Region pointing data
⟨

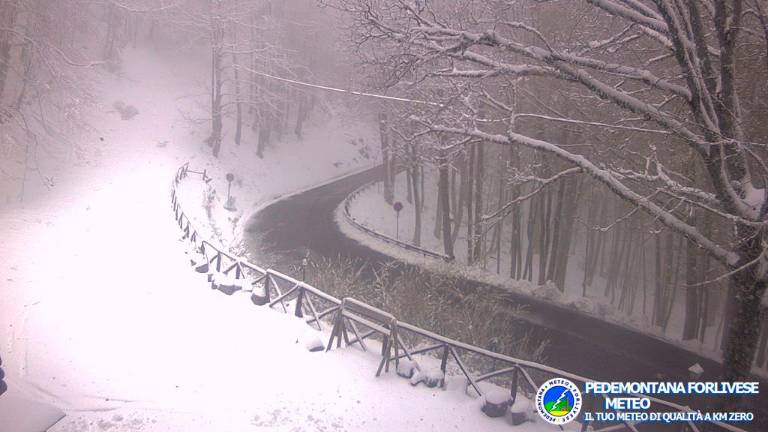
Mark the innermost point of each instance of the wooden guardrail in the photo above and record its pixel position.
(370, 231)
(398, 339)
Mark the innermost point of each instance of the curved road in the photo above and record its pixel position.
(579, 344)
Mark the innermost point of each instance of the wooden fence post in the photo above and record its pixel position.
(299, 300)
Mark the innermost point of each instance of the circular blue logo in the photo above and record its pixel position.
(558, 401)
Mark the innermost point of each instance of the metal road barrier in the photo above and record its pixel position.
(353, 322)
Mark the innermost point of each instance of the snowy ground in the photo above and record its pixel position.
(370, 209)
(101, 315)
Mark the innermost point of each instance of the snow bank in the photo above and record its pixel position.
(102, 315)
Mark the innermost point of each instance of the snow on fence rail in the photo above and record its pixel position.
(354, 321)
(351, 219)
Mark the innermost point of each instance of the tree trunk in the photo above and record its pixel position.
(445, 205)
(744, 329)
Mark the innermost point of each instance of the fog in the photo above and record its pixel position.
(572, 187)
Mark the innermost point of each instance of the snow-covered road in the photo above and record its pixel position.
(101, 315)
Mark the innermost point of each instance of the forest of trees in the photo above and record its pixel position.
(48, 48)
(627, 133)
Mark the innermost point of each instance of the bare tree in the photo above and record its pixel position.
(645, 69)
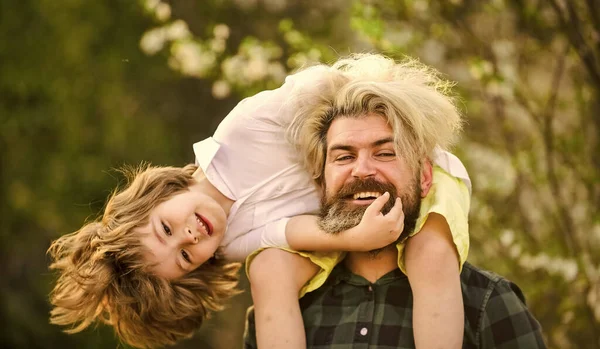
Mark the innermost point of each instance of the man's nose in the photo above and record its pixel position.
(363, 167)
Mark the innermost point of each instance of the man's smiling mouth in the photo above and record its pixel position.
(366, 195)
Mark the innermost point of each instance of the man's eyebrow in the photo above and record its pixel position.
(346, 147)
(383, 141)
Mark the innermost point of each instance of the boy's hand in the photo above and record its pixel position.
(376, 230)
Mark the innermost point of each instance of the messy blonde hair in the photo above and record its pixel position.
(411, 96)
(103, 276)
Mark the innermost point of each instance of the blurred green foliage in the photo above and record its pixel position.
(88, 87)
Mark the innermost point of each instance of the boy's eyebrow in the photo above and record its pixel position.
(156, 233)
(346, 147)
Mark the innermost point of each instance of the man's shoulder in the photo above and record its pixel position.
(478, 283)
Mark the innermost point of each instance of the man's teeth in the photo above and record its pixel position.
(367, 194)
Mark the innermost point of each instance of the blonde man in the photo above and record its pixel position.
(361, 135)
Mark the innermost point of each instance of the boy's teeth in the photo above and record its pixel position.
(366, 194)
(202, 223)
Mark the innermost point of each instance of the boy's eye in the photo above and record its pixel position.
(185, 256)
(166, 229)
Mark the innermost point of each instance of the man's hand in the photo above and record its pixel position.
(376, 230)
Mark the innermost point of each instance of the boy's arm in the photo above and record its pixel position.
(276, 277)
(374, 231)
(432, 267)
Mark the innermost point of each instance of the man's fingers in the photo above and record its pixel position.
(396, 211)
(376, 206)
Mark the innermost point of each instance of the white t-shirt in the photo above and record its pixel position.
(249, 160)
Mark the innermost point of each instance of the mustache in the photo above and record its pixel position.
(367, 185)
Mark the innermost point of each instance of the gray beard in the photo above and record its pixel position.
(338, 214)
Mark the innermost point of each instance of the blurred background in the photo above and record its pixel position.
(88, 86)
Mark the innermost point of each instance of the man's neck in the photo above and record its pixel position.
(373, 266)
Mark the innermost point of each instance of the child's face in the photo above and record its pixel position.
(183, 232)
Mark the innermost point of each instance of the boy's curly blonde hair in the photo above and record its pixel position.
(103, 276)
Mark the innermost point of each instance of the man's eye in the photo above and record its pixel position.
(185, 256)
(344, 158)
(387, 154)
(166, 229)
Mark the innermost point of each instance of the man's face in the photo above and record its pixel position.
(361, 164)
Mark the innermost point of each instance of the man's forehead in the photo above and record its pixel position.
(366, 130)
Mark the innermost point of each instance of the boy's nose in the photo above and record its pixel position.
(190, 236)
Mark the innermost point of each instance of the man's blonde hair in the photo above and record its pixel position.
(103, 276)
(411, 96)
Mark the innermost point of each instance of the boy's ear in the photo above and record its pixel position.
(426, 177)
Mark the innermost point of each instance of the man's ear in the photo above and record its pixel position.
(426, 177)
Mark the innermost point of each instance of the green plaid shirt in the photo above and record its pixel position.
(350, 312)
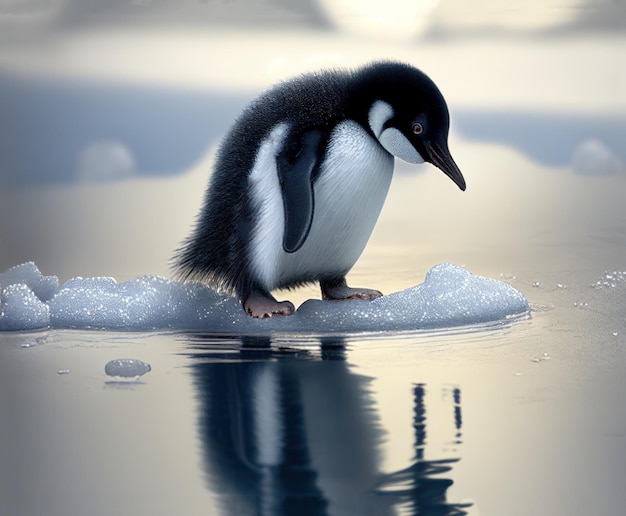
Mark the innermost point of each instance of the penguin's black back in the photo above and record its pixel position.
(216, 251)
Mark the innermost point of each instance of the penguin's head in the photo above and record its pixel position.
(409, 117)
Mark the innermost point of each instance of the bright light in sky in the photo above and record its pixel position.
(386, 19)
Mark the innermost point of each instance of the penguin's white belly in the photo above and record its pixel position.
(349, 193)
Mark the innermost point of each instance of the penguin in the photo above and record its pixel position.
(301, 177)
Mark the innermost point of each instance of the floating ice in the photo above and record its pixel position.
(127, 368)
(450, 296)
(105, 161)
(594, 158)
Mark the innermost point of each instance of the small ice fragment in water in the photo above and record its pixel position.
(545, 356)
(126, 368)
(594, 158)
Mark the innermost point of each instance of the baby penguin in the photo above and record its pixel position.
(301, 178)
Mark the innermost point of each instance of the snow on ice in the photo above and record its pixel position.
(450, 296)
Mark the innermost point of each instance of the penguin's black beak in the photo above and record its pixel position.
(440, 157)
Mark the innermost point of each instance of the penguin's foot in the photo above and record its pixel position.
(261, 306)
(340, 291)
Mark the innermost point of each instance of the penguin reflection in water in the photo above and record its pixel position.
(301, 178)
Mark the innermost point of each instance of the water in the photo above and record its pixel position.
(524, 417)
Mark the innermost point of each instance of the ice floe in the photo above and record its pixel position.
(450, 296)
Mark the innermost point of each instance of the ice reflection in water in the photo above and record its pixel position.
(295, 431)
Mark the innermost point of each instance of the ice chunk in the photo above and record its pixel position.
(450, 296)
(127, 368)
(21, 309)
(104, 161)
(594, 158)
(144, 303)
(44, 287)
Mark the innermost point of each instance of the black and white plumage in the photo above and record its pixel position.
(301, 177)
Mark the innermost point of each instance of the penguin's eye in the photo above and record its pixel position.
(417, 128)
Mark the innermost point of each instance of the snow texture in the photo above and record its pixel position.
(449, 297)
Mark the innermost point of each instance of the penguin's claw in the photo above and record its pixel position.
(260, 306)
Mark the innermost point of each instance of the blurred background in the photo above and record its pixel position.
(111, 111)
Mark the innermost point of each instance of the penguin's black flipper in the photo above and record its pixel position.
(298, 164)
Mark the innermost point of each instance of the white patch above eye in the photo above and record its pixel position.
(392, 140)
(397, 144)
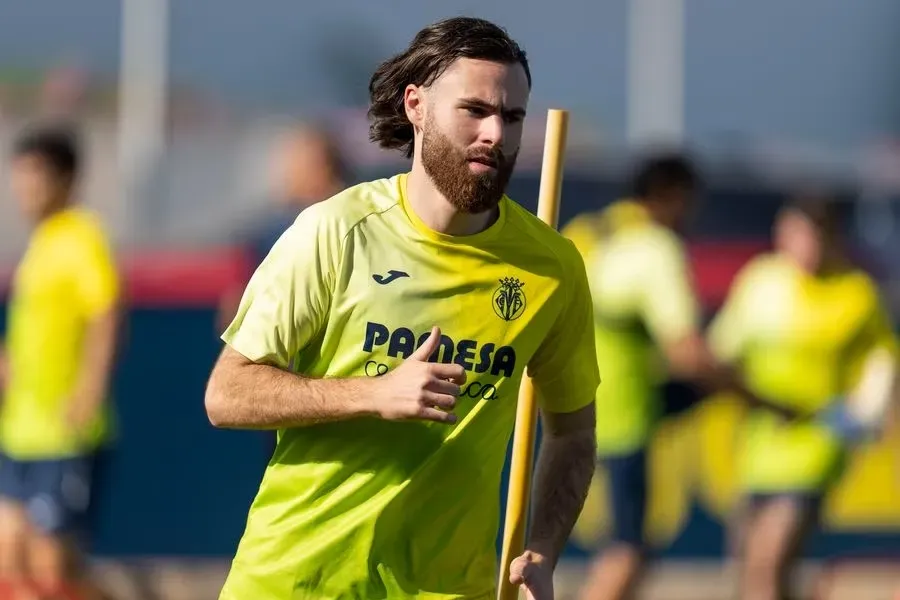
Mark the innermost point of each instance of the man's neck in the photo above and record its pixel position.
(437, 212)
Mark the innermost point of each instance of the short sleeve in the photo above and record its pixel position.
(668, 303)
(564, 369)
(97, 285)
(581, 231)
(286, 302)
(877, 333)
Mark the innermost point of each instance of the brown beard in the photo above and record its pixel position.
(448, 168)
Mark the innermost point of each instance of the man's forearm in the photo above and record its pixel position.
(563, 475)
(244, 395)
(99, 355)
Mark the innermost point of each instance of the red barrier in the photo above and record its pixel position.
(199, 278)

⟩

The answer should consist of every line above, exact and free of images.

Mark the innermost point of each instance of the wooden guardrail in the photo above and record its pixel position.
(370, 231)
(398, 339)
Mark the innermost point of each instance of the curved road in the photo above and record its pixel position.
(579, 344)
Mark the innermost point of each instance of the wooden fence post in the photo above and record its pixel position.
(299, 300)
Mark the innermost point of each instance of the circular blue logo in the photo above and record its pixel position.
(558, 401)
Mark the innermost point of each instance of the metal road barrier in the photo above and record its pixel position.
(353, 322)
Mark the innermost point of each instance of the snowy ground in the photo above and record its pixel position.
(370, 209)
(101, 315)
Mark the innermost point of each instance of the snow bank in the photo above and record its pixel position.
(102, 315)
Mark the innermost point of each instance of the snow on fence rail in the photo above and record its pixel position.
(354, 321)
(351, 219)
Mark the innermost point of each instance of the tree trunk in the photo above and record its pixel position.
(445, 205)
(744, 329)
Mark the innermost point of each instance of the fog in the photo above and record its pixel position.
(572, 187)
Mark the innermost point of each instance of the snow-covered road in the photo above and record its pixel position.
(101, 315)
Mark the innermost point of each instance of the forest of trees in the photo above and record its pixel position.
(48, 48)
(627, 133)
Mark the innermost point of each instance of the bare tree in the photo above and record its pixel position.
(645, 69)
Mark the innermost point of each instance of the man's nose in the photo above and record its pixel position.
(363, 167)
Mark the innermost point of each instance of the man's smiling mouth in the photo above and record its pixel position.
(366, 195)
Mark the innermost point of each instance of the man's eyebrow in the photo above and record its pixel position.
(346, 147)
(383, 141)
Mark the innermost point of each instance of the boy's hand in the photo above and record its pixel position.
(376, 230)
Mark the innermost point of each instance of the messy blonde hair in the photo above and record its pixel position.
(411, 96)
(103, 276)
Mark the innermost point of each instance of the blurred green foliage in the photo above and record its pixel position.
(88, 87)
Mark the innermost point of each instance of the boy's eyebrow in the photo above and record its pixel position.
(156, 233)
(346, 147)
Mark the innermost point of each instance of the man's shoulder in the photo above and record its pixel position.
(478, 283)
Mark the innermost point of each instance of the man's teeth in the photo above and record its pixel position.
(367, 194)
Mark the innermost point of each instance of the blonde man in the photo above and record its pixel position.
(361, 135)
Mark the innermost point of each instance of the boy's teeth in the photo above and record its pixel position.
(366, 194)
(202, 223)
Mark the innermost point of each instance of the boy's eye in the photo above and record its pixel position.
(185, 256)
(166, 229)
Mark the innermost point of each instance of the man's hand in the photo above and record its pixel position.
(376, 230)
Mark the innermost point of each instance of the boy's arm in the photo above and record its pixel position.
(276, 277)
(374, 231)
(432, 267)
Mark the innermost point of each instance of the man's fingers in the photo above and record its pixel position.
(396, 211)
(376, 206)
Mark the innermost point of each instance of the white t-shirt in the photo above and record its pixel position.
(249, 160)
Mark the innermost point of each instance of the mustache in the photo above and record its pixel position.
(367, 185)
Mark the innermost point of each instance of the gray beard in the photo above and record its pixel position.
(338, 214)
Mark the innermost point of each instance of the blurred background in the photo above and record its pixel position.
(88, 86)
Mark the innermost point of each instance of the man's neck in the photo above and record its pixel position.
(373, 266)
Mark the innermost point of each instance of the child's face in the photo above and record its pixel position.
(183, 232)
Mark the innermost point of each instance of the boy's curly blonde hair in the photo above and record its pixel position.
(103, 276)
Mark the innermost point of each instance of the man's eye in the photo above and record its pixel position.
(185, 256)
(344, 158)
(387, 154)
(166, 229)
Mark the innermost point of each instance of the man's face in the photo above and record its pixel position.
(361, 164)
Mark the innermost point of each instance of the man's forehead in the photo above and record its pixel position.
(366, 130)
Mark the innermost point of each instance of the boy's nose in the photo above and record its pixel position.
(190, 236)
Mark the innermost point of each instance of the man's blonde hair in the photo above and record its pixel position.
(103, 276)
(411, 96)
Mark the innermost point of each instance of the boy's ear in the photo above and record its pixel position.
(426, 177)
Mark the innermost point of each instance of the man's ear in the photo above and record its pixel position.
(426, 177)
Mark the innermost point of each instance of the green plaid shirt in the photo above and record its pixel position.
(350, 312)
Mark the innermost point of each instance of the penguin's black back in the photo above and record its pixel position.
(216, 251)
Mark the innermost point of each instance of the penguin's head in the photo above and record its pixel position.
(409, 117)
Mark the innermost point of each instance of the bright light in sky in the photo above and record its pixel position.
(386, 19)
Mark the innermost point of each instance of the penguin's white belly in the photo above and record its pixel position.
(349, 193)
Mark the innermost point of each instance of the penguin in the photo above and record its pixel position.
(301, 177)
Mark the innermost point of each instance of the floating ice in the photo above and record its pixel position.
(127, 368)
(450, 296)
(105, 161)
(594, 158)
Mark the innermost point of each instance of the small ice fragment in water in the photo above and record its pixel position.
(545, 356)
(126, 368)
(594, 158)
Mark the innermost point of each instance of the baby penguin in the photo above and record its pixel position.
(301, 178)
Mark the innermost point of each instance of the snow on ice in the photo above and record its pixel position.
(450, 296)
Mark the innermost point of each instance of the penguin's black beak in the photo above and record its pixel position.
(440, 157)
Mark the innermost point of each instance of the penguin's foot in the photo above and record its pixel position.
(261, 306)
(340, 291)
Mark the innermost point of each instance of the penguin reflection in water in the photo above and record its pixel position.
(301, 178)
Mark the innermost point of each instance of the water in the photo above and record its pixel position.
(524, 417)
Mark the innermost point of each instance of the ice floe in the photo above and record its pixel position.
(450, 296)
Mark the innermost point of each instance of the ice reflection in water in the photo above and record its pixel position.
(295, 431)
Mark the innermost point of each instance of the ice chunk in the photo above and record its pixel position.
(450, 296)
(127, 368)
(21, 309)
(104, 161)
(594, 158)
(144, 303)
(44, 287)
Mark the innermost point of each instance of the black and white plumage in the photo above and record its pixel position.
(301, 177)
Mark the innermost point of each instance of the penguin's eye in the photo above and record its pixel position.
(417, 128)
Mark the innermost point of each instance of the snow texture in the photo above and record its pixel position.
(449, 297)
Mark the innermost point of each instance of the penguin's claw in the photo above and record its pixel position.
(260, 306)
Mark the innermost point of each instance of the blurred background in the photo above and record its pixel position.
(111, 111)
Mark the innermost point of each instance of the penguin's black flipper in the photo above and record its pixel position.
(298, 164)
Mark the innermost point of each instance of the white patch above eye in the photo above and record its pixel position.
(392, 140)
(397, 144)
Mark the innermost point of each instance of the man's neck in the photo above and record its pixel position.
(437, 212)
Mark the innermost point of each instance of the short sleeve in the photo above and record its pixel position.
(668, 303)
(564, 369)
(97, 285)
(581, 231)
(286, 302)
(877, 333)
Mark the innermost point of each instance of the brown beard in the photo above and record its pixel position.
(448, 168)
Mark the innermost point of each instance of the man's forearm in the photo above and record its pixel position.
(563, 475)
(244, 395)
(99, 355)
Mark the innermost point of each instance of the red barrier in the photo above and record its pixel position.
(199, 278)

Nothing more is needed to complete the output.